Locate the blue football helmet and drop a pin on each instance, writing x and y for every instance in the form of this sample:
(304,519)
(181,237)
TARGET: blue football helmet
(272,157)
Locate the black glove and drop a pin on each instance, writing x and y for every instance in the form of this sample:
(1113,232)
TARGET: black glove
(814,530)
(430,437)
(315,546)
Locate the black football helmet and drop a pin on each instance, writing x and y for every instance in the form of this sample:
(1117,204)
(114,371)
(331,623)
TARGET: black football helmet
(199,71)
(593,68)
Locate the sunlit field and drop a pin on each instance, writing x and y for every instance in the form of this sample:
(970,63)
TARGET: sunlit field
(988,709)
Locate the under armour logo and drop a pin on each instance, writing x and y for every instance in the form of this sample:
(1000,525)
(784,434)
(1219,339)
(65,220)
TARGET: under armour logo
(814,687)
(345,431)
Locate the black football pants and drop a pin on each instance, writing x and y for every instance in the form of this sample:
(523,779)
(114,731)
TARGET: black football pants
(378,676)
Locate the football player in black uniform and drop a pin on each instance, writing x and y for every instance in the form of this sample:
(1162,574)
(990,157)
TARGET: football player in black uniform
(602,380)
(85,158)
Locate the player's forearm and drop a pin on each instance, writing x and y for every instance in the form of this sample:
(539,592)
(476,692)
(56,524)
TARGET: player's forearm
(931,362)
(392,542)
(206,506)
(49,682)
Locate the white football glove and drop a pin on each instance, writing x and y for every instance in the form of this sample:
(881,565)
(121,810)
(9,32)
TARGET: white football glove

_OBJECTIVE_: Please arrange every line of the records above as a Markdown table with the columns Row and Line, numbering the rows and leaving out blank lines.

_TASK SOLUTION_:
| Row | Line |
|---|---|
| 1 | Locate the blue football helmet and drop a pin on each instance, writing x and y for every instance in the form of this sample: |
| 2 | (304,519) |
| 3 | (181,237) |
| 4 | TARGET: blue football helmet |
| 5 | (272,157) |
| 6 | Locate the black glove and drop a pin on each instance, writing x and y for every instance in the form of this sample: |
| 7 | (1113,232) |
| 8 | TARGET: black glove |
| 9 | (814,530) |
| 10 | (430,437) |
| 11 | (315,546) |
| 12 | Locate the black football helmet and drop a pin on each instance, writing x and y for every instance in the form of this sample: |
| 13 | (1117,204) |
| 14 | (114,371) |
| 15 | (331,623) |
| 16 | TARGET: black football helmet |
| 17 | (199,71) |
| 18 | (593,68) |
| 19 | Locate the sunlit field and drop a pin on each instance, writing x and y for every instance in the form of this sample: |
| 20 | (970,63) |
| 21 | TARGET: sunlit field |
| 22 | (988,709) |
| 23 | Locate the under armour logo and drop a pin on each instance, writing x and y for every instance in the form of this sample: |
| 24 | (1000,525) |
| 25 | (784,434) |
| 26 | (1219,339) |
| 27 | (65,220) |
| 28 | TARGET: under armour logo |
| 29 | (814,687) |
| 30 | (345,431) |
| 31 | Locate the black football pants and drop a pin on each instance, writing x and y for every instance in the form of this sample: |
| 32 | (523,779) |
| 33 | (114,731) |
| 34 | TARGET: black football pants |
| 35 | (378,676) |
| 36 | Locate the football player in black uniform and drop a pin on each instance, writing x and y for every instance in the form of this sample: |
| 37 | (1162,574) |
| 38 | (990,157) |
| 39 | TARGET: football player in black uniform |
| 40 | (602,380) |
| 41 | (85,158) |
| 42 | Locate the player's forearm and drop a pin on each instance, writing x and y for every instance in the form of this sample: |
| 43 | (539,592) |
| 44 | (476,692) |
| 45 | (56,524) |
| 46 | TARGET: player's forearm |
| 47 | (931,362) |
| 48 | (392,542) |
| 49 | (206,506) |
| 50 | (49,682) |
| 51 | Locate the white football glove and drop a pin on each instance, writing x and y for every instance in the form of this sample: |
| 52 | (881,565) |
| 53 | (121,810) |
| 54 | (9,32) |
| 55 | TARGET: white football glove |